*TEXT UNDER STUDY:*
--------------------
Though they are form-fitted, prosthetics don’t adjust to the rigors of exertion. As the stump swells and shrinks, the skin can become chaffed and bleed and, in some cases, the artificial limb can fall off because of changes in the size of the stump.
Gilles and Graves are taking along an electronic device that will measure the stump sizes. The measurements will be taken twice a day to help researchers one day devise adjustable sockets.
Coombs stands on the estate’s wraparound porch inspecting the wide array of equipment the climbers will take with them, everything from several layers of clothing to sunscreen, lip balm, gloves, hats and toilet paper.
Kneeling down, going through his kit, Army Sgt. 1st Class Michael Rodriguez points out an unusual piece of gear: his son’s Kindle Fire e-reader.
During the climb, Rodriguez will use the Kindle to answer a series of questions that will test his cognitive skills and memory.
“Over the course of my 20 years in the military, I have experienced traumatic brain injury,” Rodriguez says.
The damage is so severe that his eyes don’t focus together, he has trouble hearing and his memory is hazy.
Rodriguez will turn over the data he collects to Stephen Scott, director of the Polytrauma Rehabilitation Center at the James A. Haley Veterans’ Hospital in Tampa, who will use it to help find treatments for traumatic brain injury.
Most members of theteam have experienced post-traumatic stress disorder, either as the result of combat, adjusting to life after injury or both.
Tom Barnhill, working toward a master’s degree in adventure-based therapy at Prescott College in Arizona, is going along to study whether the climb has any therapeutic benefits for those with PTSD.
--------------------
*GIVEN RECORDS:*
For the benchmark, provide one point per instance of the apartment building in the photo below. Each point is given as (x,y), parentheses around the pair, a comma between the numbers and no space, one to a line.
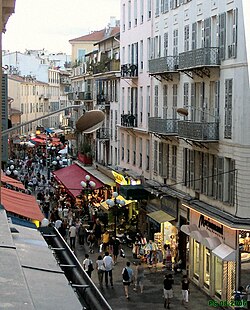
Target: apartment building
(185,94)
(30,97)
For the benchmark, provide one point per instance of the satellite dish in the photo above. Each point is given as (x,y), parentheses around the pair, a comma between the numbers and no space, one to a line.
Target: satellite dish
--------------------
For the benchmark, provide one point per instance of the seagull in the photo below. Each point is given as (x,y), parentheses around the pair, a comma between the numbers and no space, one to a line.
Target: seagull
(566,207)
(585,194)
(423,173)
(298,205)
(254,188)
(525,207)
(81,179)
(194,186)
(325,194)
--------------------
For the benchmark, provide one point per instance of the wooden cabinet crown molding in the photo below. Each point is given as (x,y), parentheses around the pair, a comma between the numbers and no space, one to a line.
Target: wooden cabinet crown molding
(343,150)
--------------------
*TASK 1:* Transcribe the passage of the article on the veterans' climb, starting with "Coombs stands on" and going on through "memory is hazy.".
*TASK 2:* According to the article on the veterans' climb, how often will the stump measurements be taken?
*TASK 3:* Resume the article on the veterans' climb, picking up after its final sentence.

*TASK RESULT 1:*
Coombs stands on the estate’s wraparound porch inspecting the wide array of equipment the climbers will take with them, everything from several layers of clothing to sunscreen, lip balm, gloves, hats and toilet paper.
Kneeling down, going through his kit, Army Sgt. 1st Class Michael Rodriguez points out an unusual piece of gear: his son’s Kindle Fire e-reader.
During the climb, Rodriguez will use the Kindle to answer a series of questions that will test his cognitive skills and memory.
“Over the course of my 20 years in the military, I have experienced traumatic brain injury,” Rodriguez says.
The damage is so severe that his eyes don’t focus together, he has trouble hearing and his memory is hazy.

*TASK RESULT 2:* Twice a day.

*TASK RESULT 3:*
The hypothesis, says Barnhill, is that for those who experienced combat, getting together as a team — under physical and mental stress to reach a common goal — will be “beneficial for the reduction of PTSD symptoms.”Barnhill conducted “baseline” studies of the climbers before leaving, checking for resilience, depression and adjustment to injury. He will conduct the same tests after the climbers return and again probably six months later.
Barnhill is well-suited for the trip.
He has more than two decades of wilderness adventure experience, spending his free time climbing, skiing, snowboarding, paddling and surfing. He spent nearly a year in Antarctica with Operation Deep Freeze, U.S. military operations in the South Pole.
Gilles, on the other hand, is making her first mountain climb.
“Yes, I am nervous,” she says in between measuring the prosthetic strides of Costello, retired Navy Master Chief Petty Officer Will Wilson, 52, retired Army Staff Sgt. Pete Quintanilla, 32, and Swank. “But I am leaving my family and the comforts of my home because these men gave so much for me.”
The climbers are going to carry an Explorers Club flag to the summit.
“Founded in New York City in 1904, The Explorers Club promotes the scientific exploration of land, sea, air, and space” through support of scientific research, according to the group’s website.
Aida “Idee” Belau, the club’s Florida chapter chairwoman, says the Kilimanjaro mission was approved by the club after a rigorous selection process because the studies being undertaken are so important.
Belau is going along, too, but not just as an Explorers Club official.
“I am going to be lugging a lot of photographic equipment.”
The trip to Kilimanjaro is the second major expedition for Olson’s Combat Wounded Veteran Challenge. In 2011, there was the Mount Denali climb in Alaska.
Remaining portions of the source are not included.